Exercise :: Render the records below as a numbered list, leaving out any blank lines.

********************

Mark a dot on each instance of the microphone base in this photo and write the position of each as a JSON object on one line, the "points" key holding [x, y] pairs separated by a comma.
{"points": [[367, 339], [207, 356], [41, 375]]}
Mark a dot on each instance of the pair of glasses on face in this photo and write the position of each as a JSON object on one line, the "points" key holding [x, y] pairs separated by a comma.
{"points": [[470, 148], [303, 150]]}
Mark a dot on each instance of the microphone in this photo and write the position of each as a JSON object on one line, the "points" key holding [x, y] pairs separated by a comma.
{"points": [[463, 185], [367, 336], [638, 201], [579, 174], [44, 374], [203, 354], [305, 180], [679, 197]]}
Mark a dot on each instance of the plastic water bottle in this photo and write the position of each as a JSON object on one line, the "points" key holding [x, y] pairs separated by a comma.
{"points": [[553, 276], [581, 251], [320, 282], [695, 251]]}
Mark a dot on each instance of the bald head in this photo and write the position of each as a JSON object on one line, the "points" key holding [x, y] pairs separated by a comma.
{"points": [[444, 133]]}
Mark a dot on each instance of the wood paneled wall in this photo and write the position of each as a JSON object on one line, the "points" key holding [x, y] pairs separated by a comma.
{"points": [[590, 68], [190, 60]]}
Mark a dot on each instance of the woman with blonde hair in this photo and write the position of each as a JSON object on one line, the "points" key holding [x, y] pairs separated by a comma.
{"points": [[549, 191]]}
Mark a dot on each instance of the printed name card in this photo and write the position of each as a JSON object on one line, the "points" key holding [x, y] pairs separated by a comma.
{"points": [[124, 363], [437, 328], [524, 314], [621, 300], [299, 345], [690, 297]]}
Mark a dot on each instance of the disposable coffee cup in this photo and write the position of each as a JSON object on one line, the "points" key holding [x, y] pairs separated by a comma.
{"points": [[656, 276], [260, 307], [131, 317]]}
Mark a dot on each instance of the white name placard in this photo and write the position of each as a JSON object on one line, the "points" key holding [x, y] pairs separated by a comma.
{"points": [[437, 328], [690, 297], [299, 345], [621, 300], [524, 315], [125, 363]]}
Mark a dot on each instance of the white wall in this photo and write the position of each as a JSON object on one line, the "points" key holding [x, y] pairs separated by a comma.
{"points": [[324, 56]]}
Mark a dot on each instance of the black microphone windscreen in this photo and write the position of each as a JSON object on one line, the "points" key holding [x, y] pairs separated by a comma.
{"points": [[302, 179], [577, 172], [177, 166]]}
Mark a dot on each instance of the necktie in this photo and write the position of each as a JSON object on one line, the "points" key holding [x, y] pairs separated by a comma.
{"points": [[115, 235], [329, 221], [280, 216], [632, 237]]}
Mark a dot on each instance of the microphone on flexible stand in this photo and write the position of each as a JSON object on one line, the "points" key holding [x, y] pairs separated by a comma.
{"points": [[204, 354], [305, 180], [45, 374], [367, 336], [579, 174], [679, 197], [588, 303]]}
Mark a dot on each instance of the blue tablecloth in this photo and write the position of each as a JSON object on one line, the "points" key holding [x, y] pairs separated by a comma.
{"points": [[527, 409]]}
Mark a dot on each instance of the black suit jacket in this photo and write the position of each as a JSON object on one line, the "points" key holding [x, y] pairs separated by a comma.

********************

Result of this task ::
1. Mark a dot on each instance of the microphone base in this photo and write the position of each as a JSON object on one line, the "points" key holding [x, y] pairs separated by a comma.
2. {"points": [[367, 339], [207, 356], [41, 375]]}
3. Mark a dot on each instance of the pair of glasses on face in this photo and write the position of each as a JSON object on one line, the "points" key holding [x, y] pairs separated by a comma.
4. {"points": [[470, 148], [303, 150]]}
5. Mark a dot on each instance of the microphone in this photo and write the position of each as a JSON object on one line, the "points" key holding [x, y] pairs separated by a comma.
6. {"points": [[463, 185], [367, 336], [638, 201], [579, 174], [44, 374], [203, 354], [305, 180], [679, 197]]}
7. Mark a dot on each instance of the plastic water bottle in this photo and write the position of each as a JSON object on one line, the "points" key holding [x, y] pairs separated by a comma.
8. {"points": [[553, 276], [581, 251], [320, 282], [695, 251]]}
9. Mark a dot on each instance of the bald head in this photo and write the position of each as a JSON object on one line, the "points" key holding [x, y] pairs separated by a comma.
10. {"points": [[444, 133]]}
11. Mark a dot on each instance of the wood paneled wall in this photo and write the position of each as a JSON object on one line, the "points" key holding [x, y] pairs separated by a comma.
12. {"points": [[590, 68], [190, 60]]}
13. Mark a dot on each instance of the woman with blonde hair in this photo and write the position of each as a JSON object on one line, the "points" key holding [x, y] pairs separated by a comma.
14. {"points": [[549, 191]]}
15. Mark a dot on each instance of the printed name card in this photo and write the position of each as a JSON object on one line, the "points" key holding [x, y] pairs separated by a comma.
16. {"points": [[124, 363], [437, 328], [524, 314], [621, 300], [299, 345], [690, 297]]}
17. Mark a dot on each instance of the disposable coffee cup in this photo and write the position of each as a JSON object on one line, the "points" key holding [x, y] pairs separated by a comma.
18. {"points": [[656, 276], [260, 307], [131, 317]]}
19. Mark a dot on each instance of the white name placard in this photo and write the position of each as a JSON object on one line, the "points" key holding [x, y] pairs separated by a comma.
20. {"points": [[437, 328], [690, 297], [299, 345], [621, 300], [524, 315], [125, 363]]}
21. Mark a dot on each instance of the white wall in this photo and write the position of each as a JSON object on one line, the "points" key holding [x, y] pairs separated by a comma.
22. {"points": [[324, 56]]}
23. Mark a dot on each instance of the black microphone windscreen in this photo and write the position of each as a JSON object on one line, the "points" key holding [x, y] pairs separated by a comma.
24. {"points": [[302, 179], [577, 172], [177, 166]]}
25. Mark a dot on each instance of the necktie in this photo and write the position of each as a JSON object on one line, the "points" key holding [x, y] pairs separated by a comma.
26. {"points": [[115, 235], [329, 221], [280, 216], [632, 237]]}
27. Mark a dot on each instance of the microphone on flexible stand in this photo and write the position of each as a JSON object on one line, the "points" key holding [x, y] pairs separated by a comma.
28. {"points": [[204, 354], [305, 180], [45, 374], [367, 336], [579, 174], [679, 197], [588, 303]]}
29. Mark a dot on each instance of the blue tablecloth in this photo and write the position of each as a JSON object on one line, the "points" key holding [x, y] pairs separated by a comma.
30. {"points": [[527, 409]]}
31. Mark a dot on each instance of the black suit jacket in this photo and write the position of each as a JSON object on one line, the "points" key holding [x, y] pairs separated by a comma.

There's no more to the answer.